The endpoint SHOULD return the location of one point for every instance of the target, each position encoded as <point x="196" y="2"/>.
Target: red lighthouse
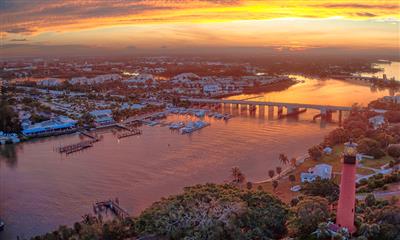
<point x="347" y="198"/>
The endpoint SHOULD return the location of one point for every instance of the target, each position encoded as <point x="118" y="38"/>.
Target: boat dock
<point x="131" y="132"/>
<point x="111" y="205"/>
<point x="88" y="135"/>
<point x="68" y="149"/>
<point x="76" y="147"/>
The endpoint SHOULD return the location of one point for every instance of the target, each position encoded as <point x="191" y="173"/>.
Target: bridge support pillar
<point x="280" y="110"/>
<point x="292" y="110"/>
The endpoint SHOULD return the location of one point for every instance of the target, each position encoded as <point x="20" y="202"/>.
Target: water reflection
<point x="46" y="189"/>
<point x="8" y="154"/>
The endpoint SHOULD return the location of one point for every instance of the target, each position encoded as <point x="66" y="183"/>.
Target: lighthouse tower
<point x="347" y="198"/>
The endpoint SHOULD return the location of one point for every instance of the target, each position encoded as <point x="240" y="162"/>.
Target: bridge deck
<point x="278" y="104"/>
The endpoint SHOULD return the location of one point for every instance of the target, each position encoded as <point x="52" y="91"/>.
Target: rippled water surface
<point x="41" y="189"/>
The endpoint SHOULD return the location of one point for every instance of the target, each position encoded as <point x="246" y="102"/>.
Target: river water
<point x="41" y="189"/>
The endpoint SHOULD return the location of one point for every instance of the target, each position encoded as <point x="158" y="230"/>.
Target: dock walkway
<point x="111" y="205"/>
<point x="71" y="148"/>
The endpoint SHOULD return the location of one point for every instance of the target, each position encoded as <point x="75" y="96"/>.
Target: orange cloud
<point x="27" y="17"/>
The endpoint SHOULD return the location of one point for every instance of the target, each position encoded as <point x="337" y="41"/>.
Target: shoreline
<point x="299" y="160"/>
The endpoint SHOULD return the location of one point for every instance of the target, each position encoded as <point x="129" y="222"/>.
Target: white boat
<point x="200" y="113"/>
<point x="218" y="116"/>
<point x="176" y="125"/>
<point x="295" y="188"/>
<point x="227" y="116"/>
<point x="193" y="126"/>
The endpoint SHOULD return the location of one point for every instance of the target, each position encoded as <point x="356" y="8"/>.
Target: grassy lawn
<point x="377" y="163"/>
<point x="364" y="171"/>
<point x="334" y="159"/>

◇ ◇ ◇

Exact copies of the lines from the one holding "Target: orange cloud" through the last line above, and only those, make up the answer.

OUTPUT BELOW -
Target: orange cloud
<point x="27" y="17"/>
The endpoint SHOULD return the location of one point for every instance of the target, each position encoded as <point x="337" y="41"/>.
Target: shoreline
<point x="299" y="160"/>
The endpoint SHOULD return the location of one point for every instance of the target, each position encoded as <point x="129" y="222"/>.
Target: white boat
<point x="200" y="113"/>
<point x="218" y="116"/>
<point x="176" y="125"/>
<point x="295" y="188"/>
<point x="227" y="116"/>
<point x="193" y="126"/>
The endpoint SHOULD return the location of one point for every instance of the target, each position encoded as <point x="356" y="8"/>.
Target: grassy lawn
<point x="377" y="163"/>
<point x="364" y="171"/>
<point x="334" y="159"/>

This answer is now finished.